» WHAT THE TASK ASKS
Lay out the rows as a two-column CSV with columns named "request" and "answer", covering everything from the line containing "mark the region of the black" down to the line containing "POLYGON ((397 950, 389", both included. Put each row's text and its answer in one quoted field apiece, with line breaks turned into spaces.

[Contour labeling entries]
'''

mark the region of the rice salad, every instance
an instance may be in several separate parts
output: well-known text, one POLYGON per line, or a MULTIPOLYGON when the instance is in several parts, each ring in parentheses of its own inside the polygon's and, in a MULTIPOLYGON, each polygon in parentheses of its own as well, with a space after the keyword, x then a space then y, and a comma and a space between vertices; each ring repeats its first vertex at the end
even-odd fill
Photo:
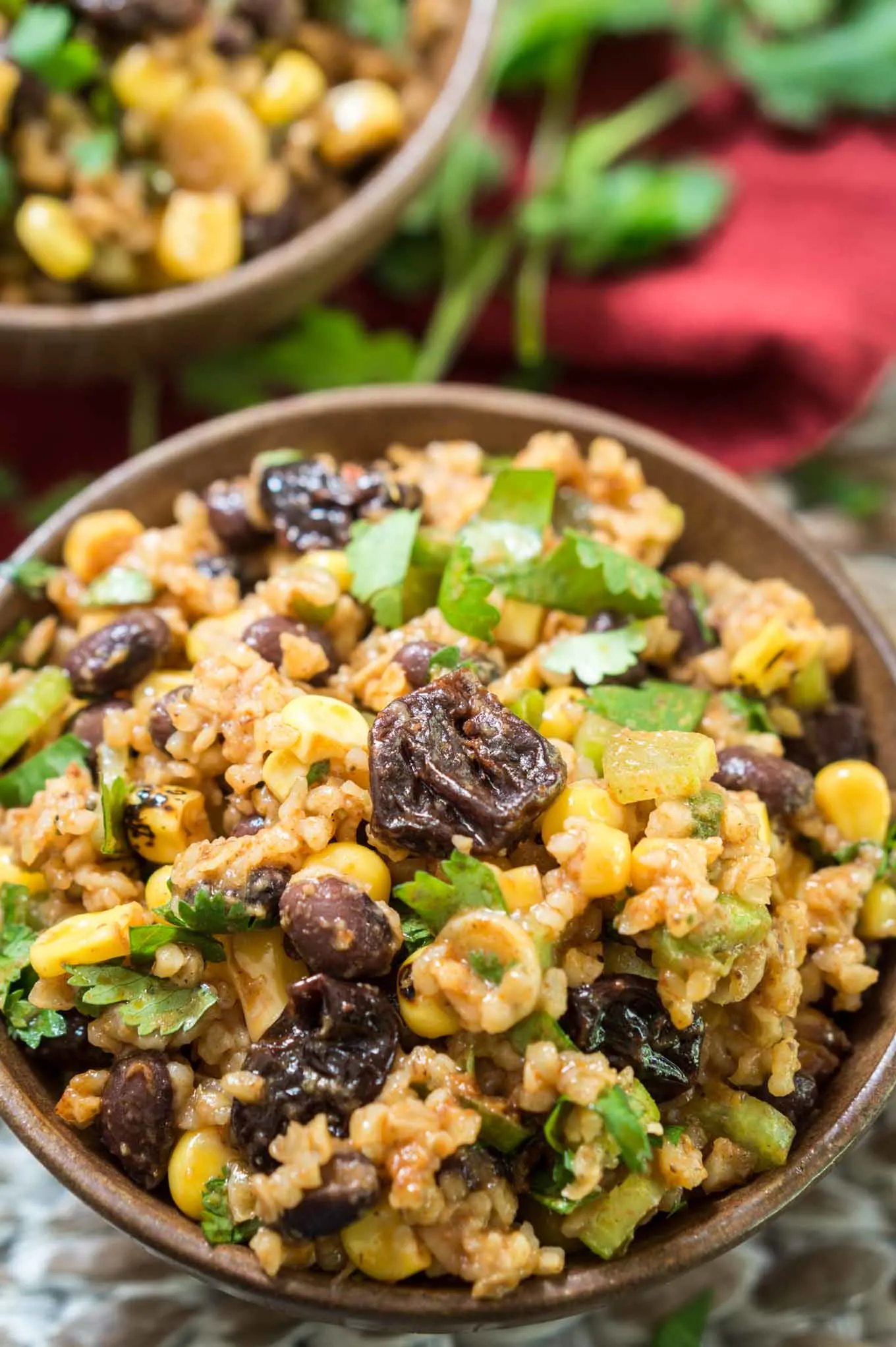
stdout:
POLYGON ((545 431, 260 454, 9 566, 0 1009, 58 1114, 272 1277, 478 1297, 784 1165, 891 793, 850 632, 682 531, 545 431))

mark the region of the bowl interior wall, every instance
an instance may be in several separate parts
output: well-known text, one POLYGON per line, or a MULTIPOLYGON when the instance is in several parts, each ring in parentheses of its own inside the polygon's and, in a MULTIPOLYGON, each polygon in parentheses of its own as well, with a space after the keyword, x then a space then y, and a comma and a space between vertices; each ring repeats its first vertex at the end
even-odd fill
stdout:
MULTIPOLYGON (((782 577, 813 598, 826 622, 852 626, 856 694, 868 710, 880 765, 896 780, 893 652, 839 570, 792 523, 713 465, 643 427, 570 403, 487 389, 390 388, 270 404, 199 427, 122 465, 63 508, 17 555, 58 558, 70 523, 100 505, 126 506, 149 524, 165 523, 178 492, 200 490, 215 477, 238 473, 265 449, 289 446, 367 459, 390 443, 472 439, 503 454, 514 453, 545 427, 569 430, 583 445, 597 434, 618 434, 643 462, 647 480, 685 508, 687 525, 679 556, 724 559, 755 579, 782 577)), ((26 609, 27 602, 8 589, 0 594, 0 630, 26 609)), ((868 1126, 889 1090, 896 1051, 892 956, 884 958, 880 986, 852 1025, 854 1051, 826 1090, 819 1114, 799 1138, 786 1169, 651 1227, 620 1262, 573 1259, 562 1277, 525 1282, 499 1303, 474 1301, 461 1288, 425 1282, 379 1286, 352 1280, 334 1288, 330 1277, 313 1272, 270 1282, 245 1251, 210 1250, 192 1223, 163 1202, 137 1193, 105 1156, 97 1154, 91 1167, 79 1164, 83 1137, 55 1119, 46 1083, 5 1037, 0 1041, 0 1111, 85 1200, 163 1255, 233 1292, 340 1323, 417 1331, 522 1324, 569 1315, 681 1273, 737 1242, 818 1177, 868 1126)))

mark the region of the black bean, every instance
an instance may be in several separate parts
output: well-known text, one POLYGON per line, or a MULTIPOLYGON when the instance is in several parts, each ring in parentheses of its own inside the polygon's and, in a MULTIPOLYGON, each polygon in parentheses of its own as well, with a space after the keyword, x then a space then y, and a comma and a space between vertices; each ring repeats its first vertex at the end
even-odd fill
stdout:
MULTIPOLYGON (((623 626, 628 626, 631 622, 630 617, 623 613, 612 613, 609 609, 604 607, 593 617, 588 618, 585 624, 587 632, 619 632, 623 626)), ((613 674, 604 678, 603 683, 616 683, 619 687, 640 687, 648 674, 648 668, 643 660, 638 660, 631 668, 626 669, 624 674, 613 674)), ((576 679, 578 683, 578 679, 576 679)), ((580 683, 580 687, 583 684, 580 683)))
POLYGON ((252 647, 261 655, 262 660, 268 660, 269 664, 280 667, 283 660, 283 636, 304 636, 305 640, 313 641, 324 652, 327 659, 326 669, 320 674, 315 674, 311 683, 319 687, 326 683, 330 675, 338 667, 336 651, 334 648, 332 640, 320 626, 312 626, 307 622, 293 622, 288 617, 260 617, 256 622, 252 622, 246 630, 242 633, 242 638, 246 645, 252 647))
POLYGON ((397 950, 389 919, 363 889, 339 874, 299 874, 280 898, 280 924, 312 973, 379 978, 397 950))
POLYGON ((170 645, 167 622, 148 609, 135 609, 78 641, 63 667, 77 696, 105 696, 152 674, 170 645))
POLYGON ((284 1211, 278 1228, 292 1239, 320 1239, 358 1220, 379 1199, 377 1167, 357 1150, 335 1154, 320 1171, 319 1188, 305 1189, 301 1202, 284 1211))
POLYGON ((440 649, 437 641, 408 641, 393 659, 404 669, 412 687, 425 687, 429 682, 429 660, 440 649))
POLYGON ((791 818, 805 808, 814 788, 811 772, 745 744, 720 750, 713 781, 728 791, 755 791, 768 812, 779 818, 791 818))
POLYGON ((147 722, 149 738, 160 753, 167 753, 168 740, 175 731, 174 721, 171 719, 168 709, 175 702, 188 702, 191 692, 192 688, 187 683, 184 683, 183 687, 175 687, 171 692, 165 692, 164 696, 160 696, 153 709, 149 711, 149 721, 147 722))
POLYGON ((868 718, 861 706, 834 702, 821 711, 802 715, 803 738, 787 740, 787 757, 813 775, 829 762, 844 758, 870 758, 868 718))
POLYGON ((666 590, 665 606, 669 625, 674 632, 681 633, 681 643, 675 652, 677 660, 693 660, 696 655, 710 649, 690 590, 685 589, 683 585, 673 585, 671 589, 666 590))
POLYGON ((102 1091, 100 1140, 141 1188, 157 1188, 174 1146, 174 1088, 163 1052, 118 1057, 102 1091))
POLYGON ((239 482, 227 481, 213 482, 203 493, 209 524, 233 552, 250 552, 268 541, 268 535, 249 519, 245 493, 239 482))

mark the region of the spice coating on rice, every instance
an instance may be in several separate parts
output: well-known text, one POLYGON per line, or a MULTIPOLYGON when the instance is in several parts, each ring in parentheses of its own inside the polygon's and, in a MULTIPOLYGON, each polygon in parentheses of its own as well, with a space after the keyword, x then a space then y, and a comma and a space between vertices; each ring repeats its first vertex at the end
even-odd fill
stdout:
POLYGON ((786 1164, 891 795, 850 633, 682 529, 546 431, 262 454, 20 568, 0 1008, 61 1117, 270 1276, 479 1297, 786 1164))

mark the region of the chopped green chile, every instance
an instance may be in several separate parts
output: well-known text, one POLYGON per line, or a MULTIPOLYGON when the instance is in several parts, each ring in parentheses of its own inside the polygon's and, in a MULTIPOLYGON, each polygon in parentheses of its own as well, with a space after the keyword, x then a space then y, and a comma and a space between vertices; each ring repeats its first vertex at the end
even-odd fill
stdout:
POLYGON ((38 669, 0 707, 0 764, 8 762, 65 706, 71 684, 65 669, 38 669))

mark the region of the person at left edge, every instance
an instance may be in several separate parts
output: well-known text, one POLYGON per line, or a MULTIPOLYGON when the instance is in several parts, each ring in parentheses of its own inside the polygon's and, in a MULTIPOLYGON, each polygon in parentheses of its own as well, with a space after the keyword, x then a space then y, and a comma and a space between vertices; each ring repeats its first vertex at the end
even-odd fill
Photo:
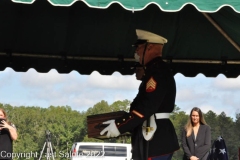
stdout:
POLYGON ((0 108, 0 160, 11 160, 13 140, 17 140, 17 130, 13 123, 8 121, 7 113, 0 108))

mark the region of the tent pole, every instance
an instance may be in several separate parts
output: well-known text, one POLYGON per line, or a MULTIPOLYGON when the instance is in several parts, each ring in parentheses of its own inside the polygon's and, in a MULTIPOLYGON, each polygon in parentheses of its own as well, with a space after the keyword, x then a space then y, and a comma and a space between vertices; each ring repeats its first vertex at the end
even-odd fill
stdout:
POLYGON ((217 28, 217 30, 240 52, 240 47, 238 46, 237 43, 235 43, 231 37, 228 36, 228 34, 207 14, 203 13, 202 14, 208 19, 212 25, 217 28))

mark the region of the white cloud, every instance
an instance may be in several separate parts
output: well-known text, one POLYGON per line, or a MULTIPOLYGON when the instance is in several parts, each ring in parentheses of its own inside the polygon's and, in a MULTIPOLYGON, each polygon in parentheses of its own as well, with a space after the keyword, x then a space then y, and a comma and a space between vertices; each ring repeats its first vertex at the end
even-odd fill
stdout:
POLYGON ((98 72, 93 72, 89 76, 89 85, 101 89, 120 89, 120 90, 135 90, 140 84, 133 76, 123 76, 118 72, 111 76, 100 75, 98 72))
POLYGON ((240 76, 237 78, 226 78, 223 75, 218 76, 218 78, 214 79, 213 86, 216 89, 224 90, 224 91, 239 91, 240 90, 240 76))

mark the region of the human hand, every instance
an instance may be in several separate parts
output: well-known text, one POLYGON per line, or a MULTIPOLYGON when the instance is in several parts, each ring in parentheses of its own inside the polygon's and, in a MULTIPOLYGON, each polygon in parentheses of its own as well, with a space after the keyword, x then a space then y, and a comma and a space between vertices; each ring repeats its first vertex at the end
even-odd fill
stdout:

'''

» OUTPUT FOR THIS TASK
request,answer
"mark the region of the black bean, every instance an instance may be in several separate parts output: well-known text, one POLYGON per line, or a MULTIPOLYGON when the instance is in several parts, each ring in parentheses of its own inside the polygon's and, in a MULTIPOLYGON, each polygon in parentheses of its own as well, with a space after the keyword, x then a space then y, and a comma and a space between vertices; each ring repeats its first vertex at the end even-odd fill stdout:","MULTIPOLYGON (((623 626, 628 626, 631 622, 630 617, 623 613, 612 613, 609 609, 604 607, 593 617, 588 618, 585 624, 587 632, 619 632, 623 626)), ((613 674, 604 678, 603 683, 616 683, 619 687, 640 687, 648 674, 648 668, 643 660, 638 660, 631 668, 626 669, 624 674, 613 674)), ((576 679, 578 683, 578 679, 576 679)), ((580 683, 580 687, 583 684, 580 683))) POLYGON ((252 647, 261 655, 262 660, 268 660, 269 664, 280 667, 283 660, 283 636, 304 636, 305 640, 313 641, 324 652, 327 659, 326 669, 320 674, 315 674, 311 683, 319 687, 326 683, 330 675, 338 667, 336 651, 334 648, 332 640, 320 626, 312 626, 307 622, 293 622, 288 617, 260 617, 256 622, 252 622, 246 630, 242 633, 242 638, 246 645, 252 647)) POLYGON ((397 950, 389 919, 363 889, 339 874, 299 874, 280 898, 280 924, 312 973, 379 978, 397 950))"